**Written task:** Copy out every one of the lines below word for word, keeping them in their original order.

**Data rows:**
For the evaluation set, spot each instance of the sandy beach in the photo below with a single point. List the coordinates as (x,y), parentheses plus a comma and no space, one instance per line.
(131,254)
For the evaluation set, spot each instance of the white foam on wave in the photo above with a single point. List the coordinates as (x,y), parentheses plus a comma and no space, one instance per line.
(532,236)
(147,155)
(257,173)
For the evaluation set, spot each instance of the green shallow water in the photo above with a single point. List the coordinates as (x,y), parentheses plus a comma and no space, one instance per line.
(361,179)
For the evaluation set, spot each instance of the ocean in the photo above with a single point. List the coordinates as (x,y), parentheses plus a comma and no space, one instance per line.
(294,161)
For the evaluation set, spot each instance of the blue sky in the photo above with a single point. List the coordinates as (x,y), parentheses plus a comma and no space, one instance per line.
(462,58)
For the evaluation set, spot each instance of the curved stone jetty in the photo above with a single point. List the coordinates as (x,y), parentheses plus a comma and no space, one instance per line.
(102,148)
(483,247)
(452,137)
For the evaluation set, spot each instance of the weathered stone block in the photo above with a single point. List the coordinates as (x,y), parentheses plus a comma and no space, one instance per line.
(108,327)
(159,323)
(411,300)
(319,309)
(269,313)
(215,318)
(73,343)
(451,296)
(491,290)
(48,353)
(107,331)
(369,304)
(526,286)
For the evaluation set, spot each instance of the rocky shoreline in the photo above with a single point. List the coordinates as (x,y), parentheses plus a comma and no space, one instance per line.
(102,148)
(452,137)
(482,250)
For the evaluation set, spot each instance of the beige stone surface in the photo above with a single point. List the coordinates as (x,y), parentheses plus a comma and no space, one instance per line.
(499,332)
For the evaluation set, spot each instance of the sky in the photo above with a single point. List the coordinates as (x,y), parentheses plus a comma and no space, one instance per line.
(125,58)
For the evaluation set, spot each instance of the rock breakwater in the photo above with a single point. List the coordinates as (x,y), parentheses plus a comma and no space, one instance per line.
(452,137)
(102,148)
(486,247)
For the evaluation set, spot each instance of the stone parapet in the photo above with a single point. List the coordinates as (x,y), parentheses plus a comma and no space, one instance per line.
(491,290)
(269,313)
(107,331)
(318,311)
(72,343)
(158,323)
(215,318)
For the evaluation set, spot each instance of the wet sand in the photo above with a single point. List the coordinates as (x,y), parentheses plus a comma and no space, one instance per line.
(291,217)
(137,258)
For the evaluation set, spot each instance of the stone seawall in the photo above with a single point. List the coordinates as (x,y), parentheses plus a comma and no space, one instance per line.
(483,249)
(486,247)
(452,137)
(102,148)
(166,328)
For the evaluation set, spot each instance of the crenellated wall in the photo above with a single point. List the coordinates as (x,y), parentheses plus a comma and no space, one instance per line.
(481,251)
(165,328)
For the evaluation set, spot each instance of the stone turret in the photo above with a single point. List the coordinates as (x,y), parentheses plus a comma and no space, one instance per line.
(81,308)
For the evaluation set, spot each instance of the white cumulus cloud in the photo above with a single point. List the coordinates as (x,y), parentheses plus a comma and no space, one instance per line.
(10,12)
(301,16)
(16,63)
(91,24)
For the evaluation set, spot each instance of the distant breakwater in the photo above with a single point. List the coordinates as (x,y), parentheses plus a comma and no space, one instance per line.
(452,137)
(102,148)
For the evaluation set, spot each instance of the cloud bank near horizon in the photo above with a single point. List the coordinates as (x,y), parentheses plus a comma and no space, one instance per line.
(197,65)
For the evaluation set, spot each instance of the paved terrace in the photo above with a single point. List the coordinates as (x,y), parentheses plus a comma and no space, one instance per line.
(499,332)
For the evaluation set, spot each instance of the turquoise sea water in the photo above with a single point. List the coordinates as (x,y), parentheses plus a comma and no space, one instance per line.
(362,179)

**The output:**
For the evaluation set, spot each instance of the sandy beach in the photo below with a single point. List the coordinates as (x,y), parentheses plus a comma and no space, one instance per line.
(131,254)
For the evaluation set, spot each instance of the white foam on wave in the photo above with a single point. List the coordinates as (x,y), parentheses plus a comma and no space, one instance per line.
(532,236)
(147,155)
(257,173)
For the evaluation set, spot each instance of the green shallow water in the photo above with a single point. List the coordinates as (x,y), parentheses plus a comma and no space, one instance per line.
(361,179)
For the evaluation set, spot each instance of the ocean in the photo above with a single point. List the coordinates as (x,y), parentheses plus a comma and no space, one instance per line.
(294,161)
For the evaluation set, spot each instance of the blue sky in the photo above with a single point. List the coordinates as (x,y), parentheses plus a comma and no space, one instance per line.
(462,58)
For the evaluation set, spot each instance of the curved stone jetty in the photo above with a single point. List the coordinates as (x,y), parentheses plus a comma and no space, one instance per line.
(102,148)
(483,247)
(452,137)
For the evaluation set, spot each instance of the weathered stone block in the photo above with a single point. List the coordinates as (x,y), parentheses plus a comma and no space, one instance per line.
(108,327)
(159,323)
(411,300)
(319,309)
(269,313)
(215,318)
(73,343)
(451,296)
(491,290)
(48,353)
(107,331)
(369,304)
(526,286)
For the evaluation set, spot each instance of the rocky shoreline in the photo above with a single point. List the coordinates as (x,y), parentheses plus a comma and no space, one instance per line.
(102,148)
(452,137)
(482,250)
For the evaluation set, spot each instance of the beige stone surface in the photo above with a single point. List the coordinates as (x,y), parentheses plus a comma and no space, one instance per line.
(499,332)
For the evaluation set, spot each instance of the sky in the photo above with a single point. List the coordinates as (x,y), parentheses plus a comma and no space, one instance per line.
(125,58)
For the evaluation set, spot each instance of the rock breakwater in the photo above with a single point. List the coordinates as (x,y), parentheses plus a comma and no space, one instance per line.
(452,137)
(102,148)
(486,247)
For the evaluation set, spot each instance of the stone parapet in the photo above with a single point. List the coordinates as (x,y), parentheses plus a comma and no space, one instance per line.
(491,290)
(269,313)
(107,331)
(318,311)
(72,343)
(158,323)
(215,318)
For the evaluation set, spot each instance of the wet sand in the photo above with a single point. List the coordinates as (x,y), parentheses plus a comma and no space, one instance per line.
(291,217)
(137,258)
For the evaluation set, spot each instance of the stone seawall in the photo above with a single point. List the coordinates as (x,y), parentheses plus a comma and no space, one instance per line.
(483,249)
(486,247)
(452,137)
(102,148)
(166,328)
For the evaluation set, spot each instance of the crenellated wall in the photo above with a single point. List the coordinates as (x,y), parentheses plus a comma and no space, one instance per line.
(481,251)
(165,328)
For the evaluation set, spot each instance of the stone turret in the photo above with a single point. List the coordinates as (x,y), parentheses plus a comma and no space, one instance per line.
(81,308)
For the evaluation set, spot each instance of the white cumulus cloud in the photo above with a single point. List the coordinates as (x,y), parentheses plus a comma and no space, one instance per line.
(10,12)
(301,16)
(16,63)
(91,24)
For the evaluation set, spot each instance of the distant breakwater in the photo above with a single point. List the coordinates as (x,y), parentheses plus a comma and no space, one instance per line.
(452,137)
(102,148)
For the evaluation set, spot each instance of the cloud bank near horizon in the photo above with a single point. List the coordinates as (x,y), parentheses plus a comma and no space, one instance per line.
(197,65)
For the evaluation set, spot each instance of the paved terrace in the photo above with a single point. List the coordinates as (x,y), parentheses plus a comma and no space, one instance per line.
(499,332)
For the evaluation set, spot each instance of the turquoise sea water in the photo above with a single point. List the coordinates as (x,y), parentheses plus a comma and no space, one instance per line.
(362,179)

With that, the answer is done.